* [GIVEN PASSAGE]:
──────
Re: New i18n use case [WAS: CSV use case] from Andy Seaborne on 2014-05-31 (public-csv-wg@w3.org from May 2014)

From: Andy Seaborne <andy@apache.org>
Date: Sat, 31 May 2014 15:07:00 +0100
To: public-csv-wg@w3.org
Message-ID: <5389E204.7020804@apache.org>
On 30/05/14 20:36, Tandy, Jeremy wrote:
> Oh - and I should say that I focused on the HXL example rather than the "360 giving" one because it touched on both the issues raised in the email from Tim Davies.
>
> Jeremy
>
>> -----Original Message-----
>> From: Tandy, Jeremy [mailto:jeremy.tandy@metoffice.gov.uk]
>> Sent: 30 May 2014 18:04
>> To: Jeni Tennison; public-csv-wg@w3.org
>> Cc: Tim Davies (Web Foundation); david.megginson@megginson.com
>> Subject: New i18n use case [WAS: CSV use case]
>>
>> Hi - following Jeni's earlier message, I have now added another use
>> case to the document to describe the concerns raised: " Use Case #23 -
>> Collating humanitarian information for crisis response"
──────
* [MATERIAL PROVIDED]:
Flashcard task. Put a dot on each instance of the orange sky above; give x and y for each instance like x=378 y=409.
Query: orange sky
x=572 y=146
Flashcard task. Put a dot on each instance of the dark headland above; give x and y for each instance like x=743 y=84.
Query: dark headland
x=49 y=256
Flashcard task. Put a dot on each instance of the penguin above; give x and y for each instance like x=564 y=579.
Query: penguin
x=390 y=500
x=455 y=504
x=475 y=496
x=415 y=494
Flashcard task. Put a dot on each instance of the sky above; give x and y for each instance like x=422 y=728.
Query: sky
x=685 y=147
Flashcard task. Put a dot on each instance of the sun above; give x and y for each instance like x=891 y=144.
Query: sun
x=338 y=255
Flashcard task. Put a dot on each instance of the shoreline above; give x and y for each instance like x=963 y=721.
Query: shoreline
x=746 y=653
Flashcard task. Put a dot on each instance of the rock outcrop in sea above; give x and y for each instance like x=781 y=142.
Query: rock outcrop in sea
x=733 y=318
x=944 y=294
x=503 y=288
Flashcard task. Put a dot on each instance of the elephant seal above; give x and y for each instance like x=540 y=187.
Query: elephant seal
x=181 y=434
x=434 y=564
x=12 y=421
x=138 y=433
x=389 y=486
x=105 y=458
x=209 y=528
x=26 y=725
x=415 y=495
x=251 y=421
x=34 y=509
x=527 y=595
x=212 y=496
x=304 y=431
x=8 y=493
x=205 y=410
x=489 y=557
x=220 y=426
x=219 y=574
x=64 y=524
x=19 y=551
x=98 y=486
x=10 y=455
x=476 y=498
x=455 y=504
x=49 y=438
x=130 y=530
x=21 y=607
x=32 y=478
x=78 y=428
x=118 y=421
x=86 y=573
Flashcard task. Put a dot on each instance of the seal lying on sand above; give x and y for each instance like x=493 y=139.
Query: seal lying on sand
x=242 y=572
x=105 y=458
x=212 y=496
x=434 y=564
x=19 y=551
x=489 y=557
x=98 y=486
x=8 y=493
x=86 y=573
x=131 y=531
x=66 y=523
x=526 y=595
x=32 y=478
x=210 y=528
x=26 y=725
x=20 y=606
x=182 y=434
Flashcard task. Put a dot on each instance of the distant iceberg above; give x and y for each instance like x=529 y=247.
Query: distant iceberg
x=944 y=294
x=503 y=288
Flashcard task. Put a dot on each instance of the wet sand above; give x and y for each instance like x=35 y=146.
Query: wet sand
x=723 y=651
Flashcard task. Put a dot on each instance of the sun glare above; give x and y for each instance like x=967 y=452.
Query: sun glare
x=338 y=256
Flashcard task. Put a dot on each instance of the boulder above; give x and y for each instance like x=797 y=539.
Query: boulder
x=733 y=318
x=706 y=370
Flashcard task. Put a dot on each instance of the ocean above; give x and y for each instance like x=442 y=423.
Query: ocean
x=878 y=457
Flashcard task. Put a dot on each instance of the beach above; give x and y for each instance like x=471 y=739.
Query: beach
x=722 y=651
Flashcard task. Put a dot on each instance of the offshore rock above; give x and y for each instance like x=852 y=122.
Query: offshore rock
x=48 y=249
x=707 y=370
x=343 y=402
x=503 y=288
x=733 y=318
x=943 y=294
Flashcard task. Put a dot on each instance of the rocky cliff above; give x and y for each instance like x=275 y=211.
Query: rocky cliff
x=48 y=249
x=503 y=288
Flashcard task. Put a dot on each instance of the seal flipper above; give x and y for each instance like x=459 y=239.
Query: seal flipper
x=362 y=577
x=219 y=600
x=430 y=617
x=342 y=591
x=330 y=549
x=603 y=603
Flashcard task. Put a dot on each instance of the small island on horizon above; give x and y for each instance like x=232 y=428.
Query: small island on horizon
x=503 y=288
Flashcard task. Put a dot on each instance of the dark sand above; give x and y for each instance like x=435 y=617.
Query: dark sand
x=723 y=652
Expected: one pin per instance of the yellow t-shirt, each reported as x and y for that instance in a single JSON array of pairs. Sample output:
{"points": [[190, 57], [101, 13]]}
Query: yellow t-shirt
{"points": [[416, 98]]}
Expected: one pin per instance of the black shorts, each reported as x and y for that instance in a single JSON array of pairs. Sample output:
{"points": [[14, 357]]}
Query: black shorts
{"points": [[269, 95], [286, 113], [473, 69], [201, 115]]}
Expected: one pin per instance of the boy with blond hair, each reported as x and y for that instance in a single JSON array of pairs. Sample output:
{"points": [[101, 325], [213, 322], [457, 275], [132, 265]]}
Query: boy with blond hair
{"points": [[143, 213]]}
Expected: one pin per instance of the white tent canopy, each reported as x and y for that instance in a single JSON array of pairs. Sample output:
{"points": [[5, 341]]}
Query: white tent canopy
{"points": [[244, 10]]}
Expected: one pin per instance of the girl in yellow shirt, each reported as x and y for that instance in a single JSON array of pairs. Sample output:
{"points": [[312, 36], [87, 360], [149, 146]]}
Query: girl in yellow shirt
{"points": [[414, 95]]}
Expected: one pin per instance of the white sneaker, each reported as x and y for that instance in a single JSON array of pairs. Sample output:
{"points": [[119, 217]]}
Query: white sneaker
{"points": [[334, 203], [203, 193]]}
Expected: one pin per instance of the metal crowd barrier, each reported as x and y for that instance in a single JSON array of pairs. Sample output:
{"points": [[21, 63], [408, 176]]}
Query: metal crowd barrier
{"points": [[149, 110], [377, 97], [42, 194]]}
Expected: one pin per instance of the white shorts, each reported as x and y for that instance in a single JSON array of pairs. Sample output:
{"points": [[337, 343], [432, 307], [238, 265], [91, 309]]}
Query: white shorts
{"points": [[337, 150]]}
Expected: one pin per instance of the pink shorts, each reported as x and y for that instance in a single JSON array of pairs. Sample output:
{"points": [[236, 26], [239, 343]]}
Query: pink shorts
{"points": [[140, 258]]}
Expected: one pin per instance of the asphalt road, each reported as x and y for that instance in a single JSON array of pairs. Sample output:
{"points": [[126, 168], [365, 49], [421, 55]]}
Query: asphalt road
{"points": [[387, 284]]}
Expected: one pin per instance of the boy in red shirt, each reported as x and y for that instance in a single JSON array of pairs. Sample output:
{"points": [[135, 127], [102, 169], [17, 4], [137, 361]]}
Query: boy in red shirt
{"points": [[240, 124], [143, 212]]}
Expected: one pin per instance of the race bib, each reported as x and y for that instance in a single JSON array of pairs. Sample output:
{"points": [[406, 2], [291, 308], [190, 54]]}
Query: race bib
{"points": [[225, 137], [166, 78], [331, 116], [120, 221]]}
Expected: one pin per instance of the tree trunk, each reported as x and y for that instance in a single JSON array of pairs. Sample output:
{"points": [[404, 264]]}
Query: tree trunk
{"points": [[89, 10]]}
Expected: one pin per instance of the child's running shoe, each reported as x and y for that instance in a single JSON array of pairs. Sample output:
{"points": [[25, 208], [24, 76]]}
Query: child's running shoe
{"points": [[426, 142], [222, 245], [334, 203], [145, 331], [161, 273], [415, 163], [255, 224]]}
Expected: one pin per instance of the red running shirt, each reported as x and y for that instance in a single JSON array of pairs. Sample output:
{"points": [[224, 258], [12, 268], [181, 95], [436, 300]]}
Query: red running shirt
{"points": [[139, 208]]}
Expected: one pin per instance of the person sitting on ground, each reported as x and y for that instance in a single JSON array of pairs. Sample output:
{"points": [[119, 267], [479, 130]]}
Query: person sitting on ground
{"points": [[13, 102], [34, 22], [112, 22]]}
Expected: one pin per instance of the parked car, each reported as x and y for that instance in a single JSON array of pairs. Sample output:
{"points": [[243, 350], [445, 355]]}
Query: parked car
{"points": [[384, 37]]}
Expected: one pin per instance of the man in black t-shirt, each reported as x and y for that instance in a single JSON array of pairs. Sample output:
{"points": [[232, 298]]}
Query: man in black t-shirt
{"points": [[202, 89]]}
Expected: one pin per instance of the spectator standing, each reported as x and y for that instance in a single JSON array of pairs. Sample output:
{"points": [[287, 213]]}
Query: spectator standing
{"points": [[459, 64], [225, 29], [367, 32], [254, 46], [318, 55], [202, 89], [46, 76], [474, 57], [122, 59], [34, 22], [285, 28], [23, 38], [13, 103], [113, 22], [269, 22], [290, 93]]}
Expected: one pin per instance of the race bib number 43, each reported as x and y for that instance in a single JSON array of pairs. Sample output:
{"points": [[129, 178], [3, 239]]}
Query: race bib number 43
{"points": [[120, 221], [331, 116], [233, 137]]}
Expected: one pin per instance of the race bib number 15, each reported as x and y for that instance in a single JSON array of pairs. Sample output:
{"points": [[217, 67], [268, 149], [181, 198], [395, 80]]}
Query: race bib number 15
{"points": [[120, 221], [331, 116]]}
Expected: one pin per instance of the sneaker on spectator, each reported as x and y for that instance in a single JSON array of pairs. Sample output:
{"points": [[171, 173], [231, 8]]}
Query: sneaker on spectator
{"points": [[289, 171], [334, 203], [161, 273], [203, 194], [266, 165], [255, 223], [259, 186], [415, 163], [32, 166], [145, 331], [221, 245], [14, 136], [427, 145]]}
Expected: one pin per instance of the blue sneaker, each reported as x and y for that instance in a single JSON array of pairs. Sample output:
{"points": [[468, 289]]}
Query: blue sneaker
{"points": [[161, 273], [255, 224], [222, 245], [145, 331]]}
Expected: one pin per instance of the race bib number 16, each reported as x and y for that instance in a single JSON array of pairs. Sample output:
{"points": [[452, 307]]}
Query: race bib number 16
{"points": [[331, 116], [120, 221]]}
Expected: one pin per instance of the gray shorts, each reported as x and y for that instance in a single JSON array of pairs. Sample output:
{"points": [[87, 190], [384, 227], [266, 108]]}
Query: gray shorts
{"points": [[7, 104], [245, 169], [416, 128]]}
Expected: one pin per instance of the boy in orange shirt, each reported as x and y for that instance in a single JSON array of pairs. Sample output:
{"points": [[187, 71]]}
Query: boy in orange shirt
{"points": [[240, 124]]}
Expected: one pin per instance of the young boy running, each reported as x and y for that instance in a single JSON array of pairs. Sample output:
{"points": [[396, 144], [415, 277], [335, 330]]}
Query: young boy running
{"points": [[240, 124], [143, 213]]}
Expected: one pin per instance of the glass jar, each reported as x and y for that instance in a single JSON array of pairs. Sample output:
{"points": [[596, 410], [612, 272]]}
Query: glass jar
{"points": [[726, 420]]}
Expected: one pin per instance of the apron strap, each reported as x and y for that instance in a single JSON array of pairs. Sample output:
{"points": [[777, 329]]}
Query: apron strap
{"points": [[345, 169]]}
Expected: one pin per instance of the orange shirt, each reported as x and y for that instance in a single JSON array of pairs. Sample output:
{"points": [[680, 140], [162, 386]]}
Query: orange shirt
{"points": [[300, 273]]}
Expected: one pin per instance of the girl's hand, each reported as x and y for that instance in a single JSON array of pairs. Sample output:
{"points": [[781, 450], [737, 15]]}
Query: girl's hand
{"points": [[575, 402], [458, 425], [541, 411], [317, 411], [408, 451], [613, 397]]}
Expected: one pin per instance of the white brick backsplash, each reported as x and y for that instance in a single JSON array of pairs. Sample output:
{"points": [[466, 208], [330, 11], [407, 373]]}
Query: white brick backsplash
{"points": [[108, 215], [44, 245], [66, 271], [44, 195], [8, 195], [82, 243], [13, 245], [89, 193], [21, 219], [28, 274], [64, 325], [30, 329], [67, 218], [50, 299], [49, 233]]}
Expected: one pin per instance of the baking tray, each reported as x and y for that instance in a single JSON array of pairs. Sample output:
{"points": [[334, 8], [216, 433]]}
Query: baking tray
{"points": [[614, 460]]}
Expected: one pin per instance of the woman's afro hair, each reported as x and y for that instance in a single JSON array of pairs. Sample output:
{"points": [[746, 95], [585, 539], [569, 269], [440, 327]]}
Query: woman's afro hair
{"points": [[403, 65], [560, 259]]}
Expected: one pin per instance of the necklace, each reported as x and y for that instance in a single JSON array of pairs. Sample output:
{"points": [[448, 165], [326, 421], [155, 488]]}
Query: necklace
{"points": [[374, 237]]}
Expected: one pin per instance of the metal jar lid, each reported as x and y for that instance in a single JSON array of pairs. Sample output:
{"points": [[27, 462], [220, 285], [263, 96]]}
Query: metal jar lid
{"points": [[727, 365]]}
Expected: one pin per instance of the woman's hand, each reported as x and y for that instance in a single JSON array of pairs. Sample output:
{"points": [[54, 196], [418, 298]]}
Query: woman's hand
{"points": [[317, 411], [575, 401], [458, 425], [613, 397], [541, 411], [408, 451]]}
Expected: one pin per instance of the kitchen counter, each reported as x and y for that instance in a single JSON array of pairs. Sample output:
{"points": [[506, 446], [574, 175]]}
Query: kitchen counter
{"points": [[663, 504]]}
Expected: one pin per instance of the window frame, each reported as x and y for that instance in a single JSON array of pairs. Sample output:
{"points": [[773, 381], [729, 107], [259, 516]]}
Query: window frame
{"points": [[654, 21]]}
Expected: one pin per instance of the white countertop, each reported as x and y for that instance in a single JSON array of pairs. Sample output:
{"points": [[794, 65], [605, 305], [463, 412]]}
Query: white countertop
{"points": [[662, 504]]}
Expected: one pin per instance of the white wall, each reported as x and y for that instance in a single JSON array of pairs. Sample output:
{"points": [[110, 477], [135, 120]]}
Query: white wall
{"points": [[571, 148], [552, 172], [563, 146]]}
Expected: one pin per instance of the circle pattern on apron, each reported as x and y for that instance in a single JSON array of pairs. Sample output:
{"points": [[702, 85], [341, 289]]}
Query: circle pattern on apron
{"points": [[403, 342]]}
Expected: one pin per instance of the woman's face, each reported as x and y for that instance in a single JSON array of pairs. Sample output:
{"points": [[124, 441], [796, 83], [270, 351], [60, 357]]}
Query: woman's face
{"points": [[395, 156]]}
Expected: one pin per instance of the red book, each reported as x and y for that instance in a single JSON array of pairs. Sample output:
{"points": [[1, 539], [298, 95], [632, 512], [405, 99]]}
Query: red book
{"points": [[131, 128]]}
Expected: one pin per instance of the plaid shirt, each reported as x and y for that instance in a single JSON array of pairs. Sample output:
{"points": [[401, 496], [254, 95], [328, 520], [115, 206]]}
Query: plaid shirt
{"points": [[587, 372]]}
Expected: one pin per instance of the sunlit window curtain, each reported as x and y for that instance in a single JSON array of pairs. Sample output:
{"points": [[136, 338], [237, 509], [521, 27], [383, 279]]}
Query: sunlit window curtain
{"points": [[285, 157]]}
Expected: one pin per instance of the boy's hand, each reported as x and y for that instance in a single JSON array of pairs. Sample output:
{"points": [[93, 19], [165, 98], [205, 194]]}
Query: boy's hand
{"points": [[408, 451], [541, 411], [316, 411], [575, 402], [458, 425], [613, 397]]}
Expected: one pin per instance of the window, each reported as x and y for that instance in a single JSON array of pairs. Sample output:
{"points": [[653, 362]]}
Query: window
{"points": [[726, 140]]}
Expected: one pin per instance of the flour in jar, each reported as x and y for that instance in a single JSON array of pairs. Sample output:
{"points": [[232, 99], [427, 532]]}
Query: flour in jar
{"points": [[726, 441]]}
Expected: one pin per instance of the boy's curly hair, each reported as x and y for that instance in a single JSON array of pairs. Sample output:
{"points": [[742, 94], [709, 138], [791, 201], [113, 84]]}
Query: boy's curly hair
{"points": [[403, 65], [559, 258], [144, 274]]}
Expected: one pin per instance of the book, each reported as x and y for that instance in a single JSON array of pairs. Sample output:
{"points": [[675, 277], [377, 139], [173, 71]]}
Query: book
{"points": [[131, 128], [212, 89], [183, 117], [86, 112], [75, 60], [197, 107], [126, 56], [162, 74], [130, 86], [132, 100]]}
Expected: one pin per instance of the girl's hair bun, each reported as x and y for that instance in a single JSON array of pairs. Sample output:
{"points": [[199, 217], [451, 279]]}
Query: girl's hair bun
──────
Please reproduce the i18n use case email above word for word, everything from "Re: New i18n" down to "from Tim Davies.".

* [RESULT OF THE TASK]:
Re: New i18n use case [WAS: CSV use case] from Andy Seaborne on 2014-05-31 (public-csv-wg@w3.org from May 2014)

From: Andy Seaborne <andy@apache.org>
Date: Sat, 31 May 2014 15:07:00 +0100
To: public-csv-wg@w3.org
Message-ID: <5389E204.7020804@apache.org>
On 30/05/14 20:36, Tandy, Jeremy wrote:
> Oh - and I should say that I focused on the HXL example rather than the "360 giving" one because it touched on both the issues raised in the email from Tim Davies.